Reading passage ▸
Example 2: Internal Tables with Primary Keys

./LakeXpress -a data/ds_credentials.json \
       --log_db_auth_id log_db_ms \
       --source_db_auth_id ds_04_pg \
       --source_db_name tpch \
       --source_schema_name tpch_1 \
       --fastbcp_dir_path /home/francois/Workspace/FastBCP_exe/FastBCP_0_28_3_full/ \
       --fastbcp_p 2 \
       --n_jobs 4 \
       --target_storage_id aws_s3_01 \
       --generate_metadata \
       --sub_path toto \
       --snowflake_table_type internal \
       --publish_target snowflake_pat \
       --snowflake_pk_constraints

Result:

  • Schema: tpch_1
  • Tables: customer, orders, etc. (with data loaded)

Stored records ▸
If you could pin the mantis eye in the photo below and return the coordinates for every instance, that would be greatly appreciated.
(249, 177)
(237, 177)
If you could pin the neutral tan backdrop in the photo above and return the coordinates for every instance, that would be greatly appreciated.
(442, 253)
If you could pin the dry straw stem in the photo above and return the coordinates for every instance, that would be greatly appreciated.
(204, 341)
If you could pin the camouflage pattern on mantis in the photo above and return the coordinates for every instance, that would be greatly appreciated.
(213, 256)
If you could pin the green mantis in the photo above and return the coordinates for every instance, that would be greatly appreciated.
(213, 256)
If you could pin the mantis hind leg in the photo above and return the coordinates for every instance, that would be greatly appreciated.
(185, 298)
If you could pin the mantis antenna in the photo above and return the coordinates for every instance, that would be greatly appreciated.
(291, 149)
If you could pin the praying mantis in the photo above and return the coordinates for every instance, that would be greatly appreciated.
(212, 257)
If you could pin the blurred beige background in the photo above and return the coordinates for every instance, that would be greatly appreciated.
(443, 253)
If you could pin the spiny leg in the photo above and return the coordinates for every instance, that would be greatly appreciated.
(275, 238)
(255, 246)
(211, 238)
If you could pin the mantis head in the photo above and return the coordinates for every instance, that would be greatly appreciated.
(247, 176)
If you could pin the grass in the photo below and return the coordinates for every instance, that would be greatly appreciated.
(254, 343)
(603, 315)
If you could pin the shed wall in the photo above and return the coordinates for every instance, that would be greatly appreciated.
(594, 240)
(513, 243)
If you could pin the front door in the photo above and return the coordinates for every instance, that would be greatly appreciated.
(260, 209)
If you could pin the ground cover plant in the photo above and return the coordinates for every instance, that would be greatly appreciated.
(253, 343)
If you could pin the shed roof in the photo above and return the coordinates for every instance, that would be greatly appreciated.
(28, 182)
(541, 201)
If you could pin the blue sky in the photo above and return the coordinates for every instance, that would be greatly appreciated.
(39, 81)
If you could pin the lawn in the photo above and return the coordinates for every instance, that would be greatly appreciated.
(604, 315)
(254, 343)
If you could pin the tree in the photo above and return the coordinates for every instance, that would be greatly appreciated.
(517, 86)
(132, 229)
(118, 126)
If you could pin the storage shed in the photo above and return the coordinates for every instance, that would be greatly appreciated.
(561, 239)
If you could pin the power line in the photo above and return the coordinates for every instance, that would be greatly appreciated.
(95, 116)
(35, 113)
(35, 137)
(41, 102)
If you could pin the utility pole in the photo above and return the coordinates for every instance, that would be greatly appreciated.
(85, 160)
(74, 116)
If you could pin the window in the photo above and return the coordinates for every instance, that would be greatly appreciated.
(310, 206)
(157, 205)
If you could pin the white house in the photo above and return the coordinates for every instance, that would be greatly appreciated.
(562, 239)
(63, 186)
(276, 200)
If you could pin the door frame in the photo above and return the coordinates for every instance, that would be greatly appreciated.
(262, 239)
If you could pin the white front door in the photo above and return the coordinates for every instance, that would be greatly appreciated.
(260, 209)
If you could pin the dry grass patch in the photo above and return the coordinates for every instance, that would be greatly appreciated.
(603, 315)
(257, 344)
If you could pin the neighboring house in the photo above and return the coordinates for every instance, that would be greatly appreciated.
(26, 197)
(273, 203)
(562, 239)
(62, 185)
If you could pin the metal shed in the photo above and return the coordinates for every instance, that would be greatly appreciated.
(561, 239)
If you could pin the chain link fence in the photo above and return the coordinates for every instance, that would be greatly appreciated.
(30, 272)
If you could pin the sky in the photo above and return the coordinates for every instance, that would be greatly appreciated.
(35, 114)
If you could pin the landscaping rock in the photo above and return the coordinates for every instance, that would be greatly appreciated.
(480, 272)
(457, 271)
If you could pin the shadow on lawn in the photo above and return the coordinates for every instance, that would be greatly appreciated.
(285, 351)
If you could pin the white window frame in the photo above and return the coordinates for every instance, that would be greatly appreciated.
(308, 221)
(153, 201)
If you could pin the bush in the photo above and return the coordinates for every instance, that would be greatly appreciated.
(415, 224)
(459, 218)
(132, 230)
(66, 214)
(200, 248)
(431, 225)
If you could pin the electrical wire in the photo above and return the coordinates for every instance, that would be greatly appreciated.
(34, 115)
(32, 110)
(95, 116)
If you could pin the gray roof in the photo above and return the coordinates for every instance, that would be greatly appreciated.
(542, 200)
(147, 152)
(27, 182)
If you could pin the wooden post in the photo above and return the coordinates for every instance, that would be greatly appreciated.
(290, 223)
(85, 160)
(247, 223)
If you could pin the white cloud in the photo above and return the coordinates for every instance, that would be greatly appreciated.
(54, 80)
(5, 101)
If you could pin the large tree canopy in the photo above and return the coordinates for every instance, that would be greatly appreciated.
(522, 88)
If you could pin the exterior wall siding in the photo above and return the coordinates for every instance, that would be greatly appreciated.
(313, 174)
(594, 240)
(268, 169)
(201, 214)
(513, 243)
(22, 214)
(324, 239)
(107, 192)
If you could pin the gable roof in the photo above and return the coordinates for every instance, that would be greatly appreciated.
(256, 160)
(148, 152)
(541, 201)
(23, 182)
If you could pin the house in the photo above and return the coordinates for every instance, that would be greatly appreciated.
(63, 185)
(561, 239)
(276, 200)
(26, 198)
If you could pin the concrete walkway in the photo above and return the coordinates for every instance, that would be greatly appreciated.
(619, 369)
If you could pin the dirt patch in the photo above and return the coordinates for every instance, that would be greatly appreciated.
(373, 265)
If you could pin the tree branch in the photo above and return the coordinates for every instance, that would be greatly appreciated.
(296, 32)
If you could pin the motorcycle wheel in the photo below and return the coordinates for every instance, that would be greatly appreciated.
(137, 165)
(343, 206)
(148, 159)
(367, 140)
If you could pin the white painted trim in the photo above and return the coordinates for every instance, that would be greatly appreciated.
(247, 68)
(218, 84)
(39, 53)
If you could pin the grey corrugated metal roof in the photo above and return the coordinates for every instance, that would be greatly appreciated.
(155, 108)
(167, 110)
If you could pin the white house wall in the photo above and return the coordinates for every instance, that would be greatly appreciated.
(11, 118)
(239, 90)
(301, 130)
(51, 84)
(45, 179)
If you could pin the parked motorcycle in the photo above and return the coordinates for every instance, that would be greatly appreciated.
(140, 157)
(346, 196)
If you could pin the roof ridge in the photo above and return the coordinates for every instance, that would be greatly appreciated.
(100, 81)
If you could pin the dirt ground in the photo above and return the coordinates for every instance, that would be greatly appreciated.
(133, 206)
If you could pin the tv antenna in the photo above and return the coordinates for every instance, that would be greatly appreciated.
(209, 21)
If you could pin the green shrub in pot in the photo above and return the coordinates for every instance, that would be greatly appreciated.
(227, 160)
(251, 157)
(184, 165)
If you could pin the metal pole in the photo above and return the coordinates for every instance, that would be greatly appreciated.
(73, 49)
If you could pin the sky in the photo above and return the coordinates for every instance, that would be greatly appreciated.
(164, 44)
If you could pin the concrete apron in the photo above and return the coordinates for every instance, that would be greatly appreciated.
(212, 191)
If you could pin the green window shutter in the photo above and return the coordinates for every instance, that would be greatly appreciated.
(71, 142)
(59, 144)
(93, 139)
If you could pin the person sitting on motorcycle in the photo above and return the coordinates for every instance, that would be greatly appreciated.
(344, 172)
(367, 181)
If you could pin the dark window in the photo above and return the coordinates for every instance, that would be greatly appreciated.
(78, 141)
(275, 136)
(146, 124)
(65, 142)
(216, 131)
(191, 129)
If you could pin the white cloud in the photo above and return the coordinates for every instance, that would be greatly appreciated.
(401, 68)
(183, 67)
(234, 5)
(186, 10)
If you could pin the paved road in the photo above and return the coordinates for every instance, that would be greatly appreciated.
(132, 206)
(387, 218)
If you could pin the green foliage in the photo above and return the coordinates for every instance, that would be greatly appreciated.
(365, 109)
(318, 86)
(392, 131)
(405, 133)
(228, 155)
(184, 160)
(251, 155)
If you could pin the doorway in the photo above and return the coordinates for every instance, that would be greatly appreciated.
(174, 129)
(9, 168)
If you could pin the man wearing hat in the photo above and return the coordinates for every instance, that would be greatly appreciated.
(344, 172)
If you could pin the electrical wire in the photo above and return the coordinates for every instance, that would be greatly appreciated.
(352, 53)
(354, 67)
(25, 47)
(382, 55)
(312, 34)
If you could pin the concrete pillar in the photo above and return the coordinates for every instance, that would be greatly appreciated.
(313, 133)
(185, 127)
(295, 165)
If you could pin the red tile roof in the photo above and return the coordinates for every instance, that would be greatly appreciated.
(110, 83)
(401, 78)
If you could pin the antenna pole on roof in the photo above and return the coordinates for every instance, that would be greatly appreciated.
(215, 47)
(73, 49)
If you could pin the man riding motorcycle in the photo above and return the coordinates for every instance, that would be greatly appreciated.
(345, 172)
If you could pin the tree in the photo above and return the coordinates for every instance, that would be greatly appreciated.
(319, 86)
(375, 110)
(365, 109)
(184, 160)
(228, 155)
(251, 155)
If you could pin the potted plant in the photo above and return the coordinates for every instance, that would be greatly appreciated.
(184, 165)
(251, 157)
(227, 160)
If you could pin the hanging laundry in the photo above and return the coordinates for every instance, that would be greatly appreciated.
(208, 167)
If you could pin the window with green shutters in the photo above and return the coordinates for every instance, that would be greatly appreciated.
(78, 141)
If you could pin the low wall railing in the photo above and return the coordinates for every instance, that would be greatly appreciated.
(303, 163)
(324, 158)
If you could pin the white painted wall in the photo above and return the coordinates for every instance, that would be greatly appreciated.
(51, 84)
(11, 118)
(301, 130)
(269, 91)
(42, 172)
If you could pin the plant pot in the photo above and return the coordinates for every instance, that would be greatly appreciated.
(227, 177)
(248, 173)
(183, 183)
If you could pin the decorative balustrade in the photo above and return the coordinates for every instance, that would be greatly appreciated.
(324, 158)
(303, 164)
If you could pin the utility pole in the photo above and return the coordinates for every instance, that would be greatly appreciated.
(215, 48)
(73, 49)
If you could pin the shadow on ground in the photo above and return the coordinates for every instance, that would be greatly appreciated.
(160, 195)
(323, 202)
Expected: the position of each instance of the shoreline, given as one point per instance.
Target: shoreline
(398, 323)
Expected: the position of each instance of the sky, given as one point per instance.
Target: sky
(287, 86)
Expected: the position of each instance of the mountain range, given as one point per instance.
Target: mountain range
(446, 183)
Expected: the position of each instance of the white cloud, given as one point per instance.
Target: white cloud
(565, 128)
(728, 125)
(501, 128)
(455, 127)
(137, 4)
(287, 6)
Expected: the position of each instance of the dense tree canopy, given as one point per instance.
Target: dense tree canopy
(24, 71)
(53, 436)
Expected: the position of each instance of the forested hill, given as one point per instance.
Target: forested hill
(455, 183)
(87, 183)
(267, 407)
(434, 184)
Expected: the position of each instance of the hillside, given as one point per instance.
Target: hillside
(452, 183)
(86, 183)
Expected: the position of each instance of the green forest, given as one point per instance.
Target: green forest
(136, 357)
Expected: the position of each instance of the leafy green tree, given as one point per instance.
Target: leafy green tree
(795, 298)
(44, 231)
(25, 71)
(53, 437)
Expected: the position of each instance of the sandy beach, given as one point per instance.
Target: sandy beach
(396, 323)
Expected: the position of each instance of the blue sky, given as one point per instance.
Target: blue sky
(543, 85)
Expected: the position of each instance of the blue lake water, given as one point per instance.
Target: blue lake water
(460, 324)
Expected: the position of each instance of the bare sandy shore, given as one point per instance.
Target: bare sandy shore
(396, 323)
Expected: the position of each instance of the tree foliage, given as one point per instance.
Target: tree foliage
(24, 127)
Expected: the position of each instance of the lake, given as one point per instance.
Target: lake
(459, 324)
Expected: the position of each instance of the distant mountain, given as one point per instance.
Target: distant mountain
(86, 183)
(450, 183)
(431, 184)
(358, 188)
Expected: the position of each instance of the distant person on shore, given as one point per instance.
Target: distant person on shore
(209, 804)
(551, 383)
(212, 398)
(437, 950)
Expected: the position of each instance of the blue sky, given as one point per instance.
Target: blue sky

Written task 1 ▸ In the LakeXpress example, what value is passed to the --snowflake_table_type option?
Written task 2 ▸ Pick up the LakeXpress example after its final line and continue it.

Expected answer 1 ▸ internal

Expected answer 2 ▸
  • PRIMARY KEY constraints applied where available

Example 3: Single Table

./LakeXpress \
  -a data/ds_credentials.json \
  --log_db_auth_id log_db_ms \
  --source_db_auth_id ds_04_pg \
  --target_storage_id aws_s3_01 \
  --source_schema_name tpch_1 \
  -i nation \
  --fastbcp_dir_path /path/to/FastBCP \
  --publish_target snowflake_prod

Example 4: Full Schema

./LakeXpress \
  -a data/ds_credentials.json \
  --log_db_auth_id log_db_ms \
  --source_db_auth_id ds_04_pg \
  --target_storage_id aws_s3_01 \
  --source_schema_name tpch_1 \
  --fastbcp_dir_path /path/to/FastBCP \
  --publish_target snowflake_prod

Views and Customization

Automatic Views (External Tables Only)

For external tables, LakeXpress auto-creates views that expose typed columns instead of the raw Parquet VALUE column.

-- External table (raw)
SELECT * FROM EXT_TPCH_1.CUSTOMER;
-- Shows: VALUE column (complex structure)

-- View (typed columns)
SELECT * FROM EXT_TPCH_1.V_CUSTOMER;
-- Shows: C_CUSTKEY, C_NAME, C_ADDRESS, etc.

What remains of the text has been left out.